■ Set problem ■
Copy out the line containing "Each instance of the postcard" and each line after it, through the last one in the material, exactly as written.

■ Provided data ■
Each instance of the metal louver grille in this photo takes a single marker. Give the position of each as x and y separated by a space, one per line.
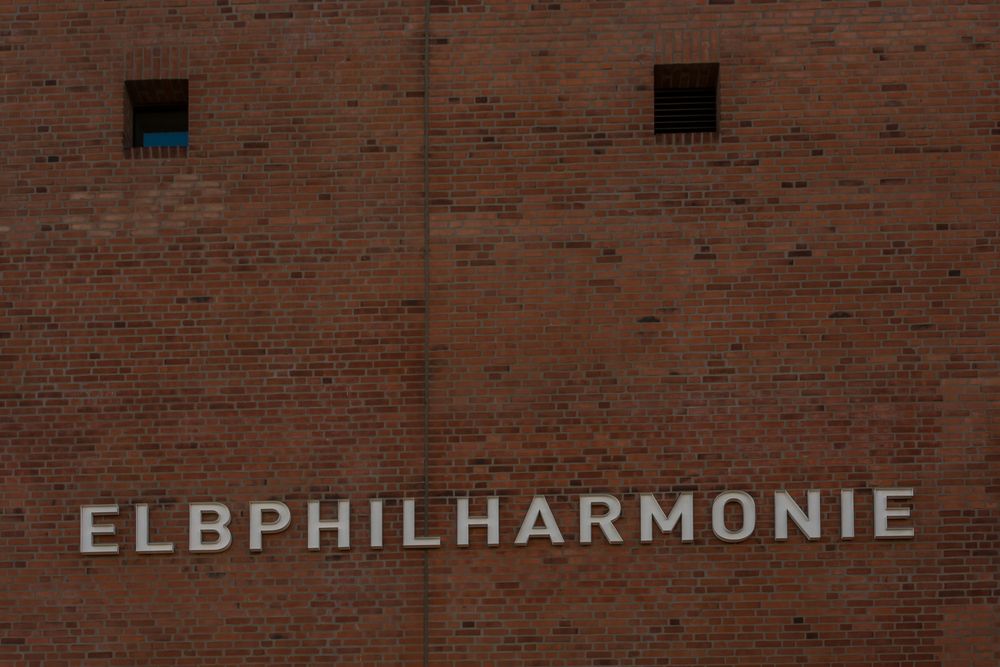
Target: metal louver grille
685 98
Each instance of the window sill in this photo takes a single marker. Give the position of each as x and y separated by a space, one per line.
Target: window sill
142 152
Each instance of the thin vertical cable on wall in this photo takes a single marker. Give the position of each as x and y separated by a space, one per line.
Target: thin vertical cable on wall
427 325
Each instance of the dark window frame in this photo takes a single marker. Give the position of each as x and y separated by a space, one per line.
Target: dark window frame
686 98
146 97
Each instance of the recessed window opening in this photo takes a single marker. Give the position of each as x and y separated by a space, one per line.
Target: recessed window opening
157 112
686 98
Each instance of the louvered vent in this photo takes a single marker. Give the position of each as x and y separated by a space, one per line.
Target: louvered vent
686 98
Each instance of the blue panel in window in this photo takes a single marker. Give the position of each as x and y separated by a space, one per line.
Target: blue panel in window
165 139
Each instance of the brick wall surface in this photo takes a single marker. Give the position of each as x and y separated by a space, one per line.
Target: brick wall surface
806 300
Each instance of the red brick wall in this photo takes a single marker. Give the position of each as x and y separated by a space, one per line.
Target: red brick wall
807 300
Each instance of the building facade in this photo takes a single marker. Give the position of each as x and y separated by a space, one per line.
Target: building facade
438 250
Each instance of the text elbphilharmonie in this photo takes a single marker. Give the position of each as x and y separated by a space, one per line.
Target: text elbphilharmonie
209 522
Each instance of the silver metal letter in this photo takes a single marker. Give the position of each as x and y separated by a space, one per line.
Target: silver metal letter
88 530
257 525
605 521
342 525
847 514
883 513
491 521
683 511
539 508
409 529
142 544
719 516
785 507
197 525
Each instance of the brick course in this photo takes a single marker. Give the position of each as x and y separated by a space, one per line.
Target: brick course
808 299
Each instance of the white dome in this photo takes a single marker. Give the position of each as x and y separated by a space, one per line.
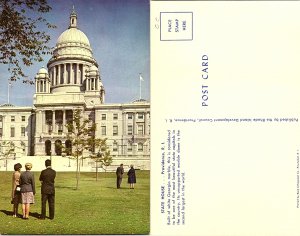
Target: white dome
73 35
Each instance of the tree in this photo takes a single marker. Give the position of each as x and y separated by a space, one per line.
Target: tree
101 154
81 133
21 41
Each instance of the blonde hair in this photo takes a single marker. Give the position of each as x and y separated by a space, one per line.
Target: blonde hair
28 166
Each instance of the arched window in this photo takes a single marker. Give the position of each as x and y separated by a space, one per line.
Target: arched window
58 147
48 147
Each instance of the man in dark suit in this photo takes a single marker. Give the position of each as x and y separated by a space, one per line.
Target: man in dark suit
119 173
48 190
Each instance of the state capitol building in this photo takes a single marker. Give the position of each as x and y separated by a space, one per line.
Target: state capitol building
72 81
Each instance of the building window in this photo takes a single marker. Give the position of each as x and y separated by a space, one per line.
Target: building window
129 132
23 131
12 132
140 129
115 130
129 147
115 147
103 130
140 115
140 147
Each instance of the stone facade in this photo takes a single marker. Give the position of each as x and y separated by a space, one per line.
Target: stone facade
72 81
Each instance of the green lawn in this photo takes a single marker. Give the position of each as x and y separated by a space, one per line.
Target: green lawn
98 207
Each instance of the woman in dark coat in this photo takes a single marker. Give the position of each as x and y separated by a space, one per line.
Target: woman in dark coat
131 177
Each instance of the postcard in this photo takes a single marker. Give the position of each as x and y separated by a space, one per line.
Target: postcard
225 112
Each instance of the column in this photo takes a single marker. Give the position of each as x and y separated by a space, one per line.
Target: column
36 86
54 77
65 77
71 74
76 74
145 123
53 148
44 126
83 73
97 84
59 74
133 123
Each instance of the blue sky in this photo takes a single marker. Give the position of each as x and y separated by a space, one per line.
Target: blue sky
118 31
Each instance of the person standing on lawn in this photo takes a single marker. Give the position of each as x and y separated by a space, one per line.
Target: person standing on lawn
47 178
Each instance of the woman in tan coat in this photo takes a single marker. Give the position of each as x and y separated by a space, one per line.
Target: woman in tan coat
27 190
16 190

■ The response ■
Each instance of the postcard in this photo takes a single marker. Give the position of each as x and y separated by a space, one per line.
Target: postcard
225 112
Each instance of the column in this photo takes a single marker. Give the position of each as x and y separated by a space, one per line.
Target: column
36 86
54 77
65 77
71 74
76 74
145 123
53 148
44 126
83 73
97 84
59 74
133 123
Each instance of the blue sky in this photo takes a single marker. Give the position of each as x and y separated by a space, one per line.
Target: blue sky
118 31
Each instance of the person standing on lawn in this photo takes a single marker. Give the position of each as x and y separated by a space, one per line.
Target: person standing on lawn
47 178
Each instance of the woman in tan coat in this photo takes a single marker. Give the position of each as x and y separated by a space, one per line.
Target: woman in tan coat
27 190
16 190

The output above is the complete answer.